> Input material
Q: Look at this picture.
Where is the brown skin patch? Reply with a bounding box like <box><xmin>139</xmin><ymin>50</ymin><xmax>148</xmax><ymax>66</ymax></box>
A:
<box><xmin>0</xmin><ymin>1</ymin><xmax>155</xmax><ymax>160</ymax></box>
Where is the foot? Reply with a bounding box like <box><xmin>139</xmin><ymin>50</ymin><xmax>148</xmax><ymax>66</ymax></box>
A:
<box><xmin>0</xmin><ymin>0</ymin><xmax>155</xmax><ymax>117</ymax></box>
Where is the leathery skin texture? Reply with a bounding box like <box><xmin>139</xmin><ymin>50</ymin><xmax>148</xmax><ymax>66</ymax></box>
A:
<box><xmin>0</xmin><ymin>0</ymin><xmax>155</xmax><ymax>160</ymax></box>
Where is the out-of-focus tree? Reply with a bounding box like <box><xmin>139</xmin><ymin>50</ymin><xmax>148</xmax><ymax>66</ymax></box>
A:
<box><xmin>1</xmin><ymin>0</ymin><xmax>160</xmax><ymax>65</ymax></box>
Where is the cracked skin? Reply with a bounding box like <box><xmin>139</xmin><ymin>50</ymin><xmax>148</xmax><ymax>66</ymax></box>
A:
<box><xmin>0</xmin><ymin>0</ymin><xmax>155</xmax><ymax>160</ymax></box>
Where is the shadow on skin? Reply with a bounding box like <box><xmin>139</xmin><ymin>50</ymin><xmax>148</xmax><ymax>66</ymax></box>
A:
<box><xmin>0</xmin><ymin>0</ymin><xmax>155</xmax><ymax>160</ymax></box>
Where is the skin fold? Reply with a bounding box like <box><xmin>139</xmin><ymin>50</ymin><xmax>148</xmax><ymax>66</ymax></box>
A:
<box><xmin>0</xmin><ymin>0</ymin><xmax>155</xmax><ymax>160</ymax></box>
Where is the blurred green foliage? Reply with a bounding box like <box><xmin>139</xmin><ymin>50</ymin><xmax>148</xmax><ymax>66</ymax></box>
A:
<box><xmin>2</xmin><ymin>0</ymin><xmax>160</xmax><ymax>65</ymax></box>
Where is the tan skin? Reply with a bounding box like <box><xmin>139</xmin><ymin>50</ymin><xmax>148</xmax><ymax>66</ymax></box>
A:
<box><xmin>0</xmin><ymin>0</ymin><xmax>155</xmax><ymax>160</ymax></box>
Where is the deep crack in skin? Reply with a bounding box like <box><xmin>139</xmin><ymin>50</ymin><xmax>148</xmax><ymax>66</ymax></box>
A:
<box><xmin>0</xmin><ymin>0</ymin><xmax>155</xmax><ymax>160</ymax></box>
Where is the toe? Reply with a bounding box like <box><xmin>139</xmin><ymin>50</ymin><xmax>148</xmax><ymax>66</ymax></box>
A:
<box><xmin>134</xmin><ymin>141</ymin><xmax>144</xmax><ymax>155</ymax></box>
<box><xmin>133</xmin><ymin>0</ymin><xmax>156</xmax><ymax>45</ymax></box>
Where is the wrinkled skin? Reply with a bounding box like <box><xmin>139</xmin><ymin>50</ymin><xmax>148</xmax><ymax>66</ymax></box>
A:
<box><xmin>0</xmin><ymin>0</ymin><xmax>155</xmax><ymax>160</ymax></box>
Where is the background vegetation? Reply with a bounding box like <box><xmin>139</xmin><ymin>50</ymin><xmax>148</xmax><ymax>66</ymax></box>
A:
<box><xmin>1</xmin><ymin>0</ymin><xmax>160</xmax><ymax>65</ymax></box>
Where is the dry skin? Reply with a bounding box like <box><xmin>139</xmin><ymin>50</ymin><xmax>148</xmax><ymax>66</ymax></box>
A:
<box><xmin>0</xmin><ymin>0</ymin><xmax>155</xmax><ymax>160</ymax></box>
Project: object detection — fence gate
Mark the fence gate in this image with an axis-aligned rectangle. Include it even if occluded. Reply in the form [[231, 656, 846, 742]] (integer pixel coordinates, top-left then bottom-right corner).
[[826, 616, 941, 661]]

> Task requirements
Rewrite the records above, replacing "skin" with "hide" everywhere and leaving everything else unchanged.

> Task solution
Q: Look at this picture.
Where is the brown hide patch? Reply with a bounding box like <box><xmin>139</xmin><ymin>50</ymin><xmax>148</xmax><ymax>66</ymax></box>
A:
<box><xmin>0</xmin><ymin>1</ymin><xmax>155</xmax><ymax>160</ymax></box>
Where is the foot? Reply with a bounding box like <box><xmin>139</xmin><ymin>50</ymin><xmax>148</xmax><ymax>66</ymax></box>
A:
<box><xmin>0</xmin><ymin>0</ymin><xmax>155</xmax><ymax>117</ymax></box>
Where is the leathery hide texture? Reply with a bounding box like <box><xmin>139</xmin><ymin>50</ymin><xmax>148</xmax><ymax>66</ymax></box>
A:
<box><xmin>0</xmin><ymin>0</ymin><xmax>155</xmax><ymax>160</ymax></box>
Where is the out-of-focus tree? Reply with a bounding box like <box><xmin>139</xmin><ymin>50</ymin><xmax>148</xmax><ymax>66</ymax></box>
A:
<box><xmin>1</xmin><ymin>0</ymin><xmax>160</xmax><ymax>65</ymax></box>
Where is the cracked hide? Reply with a bounding box like <box><xmin>139</xmin><ymin>50</ymin><xmax>148</xmax><ymax>66</ymax></box>
A:
<box><xmin>0</xmin><ymin>0</ymin><xmax>155</xmax><ymax>160</ymax></box>
Where is the shadow on hide? Reply with a bounding box like <box><xmin>139</xmin><ymin>50</ymin><xmax>148</xmax><ymax>66</ymax></box>
A:
<box><xmin>0</xmin><ymin>0</ymin><xmax>155</xmax><ymax>160</ymax></box>
Where is the hide fold? Reply with a bounding box like <box><xmin>139</xmin><ymin>50</ymin><xmax>148</xmax><ymax>66</ymax></box>
A:
<box><xmin>0</xmin><ymin>0</ymin><xmax>155</xmax><ymax>160</ymax></box>
Where is the blurred green foliage? Reply with a bounding box like <box><xmin>139</xmin><ymin>50</ymin><xmax>148</xmax><ymax>66</ymax></box>
A:
<box><xmin>2</xmin><ymin>0</ymin><xmax>160</xmax><ymax>65</ymax></box>
Where is the tan hide? Reply with a bounding box like <box><xmin>139</xmin><ymin>50</ymin><xmax>148</xmax><ymax>66</ymax></box>
A:
<box><xmin>0</xmin><ymin>0</ymin><xmax>155</xmax><ymax>160</ymax></box>
Where is the deep crack in hide? Reply with a bounding box like <box><xmin>139</xmin><ymin>50</ymin><xmax>148</xmax><ymax>66</ymax></box>
A:
<box><xmin>0</xmin><ymin>0</ymin><xmax>155</xmax><ymax>160</ymax></box>
Where is the toe? Reply with a bounding box like <box><xmin>139</xmin><ymin>50</ymin><xmax>148</xmax><ymax>66</ymax></box>
A:
<box><xmin>134</xmin><ymin>141</ymin><xmax>144</xmax><ymax>155</ymax></box>
<box><xmin>133</xmin><ymin>0</ymin><xmax>156</xmax><ymax>45</ymax></box>
Where is the wrinkled hide? Reply with a bounding box like <box><xmin>139</xmin><ymin>50</ymin><xmax>148</xmax><ymax>66</ymax></box>
A:
<box><xmin>0</xmin><ymin>0</ymin><xmax>155</xmax><ymax>160</ymax></box>
Where is the background vegetation? Reply with a bounding box like <box><xmin>139</xmin><ymin>50</ymin><xmax>148</xmax><ymax>66</ymax></box>
A:
<box><xmin>1</xmin><ymin>0</ymin><xmax>160</xmax><ymax>65</ymax></box>
Where is the dry hide? Reply with a bounding box like <box><xmin>139</xmin><ymin>50</ymin><xmax>148</xmax><ymax>66</ymax></box>
A:
<box><xmin>0</xmin><ymin>0</ymin><xmax>155</xmax><ymax>160</ymax></box>
Project: object detection — fence gate
Mark the fence gate in this image with an axis-aligned rectangle. Include it even if occluded. Reply in the form [[231, 656, 846, 742]] (integer pixel coordinates, top-left then bottom-right corner).
[[826, 616, 941, 661]]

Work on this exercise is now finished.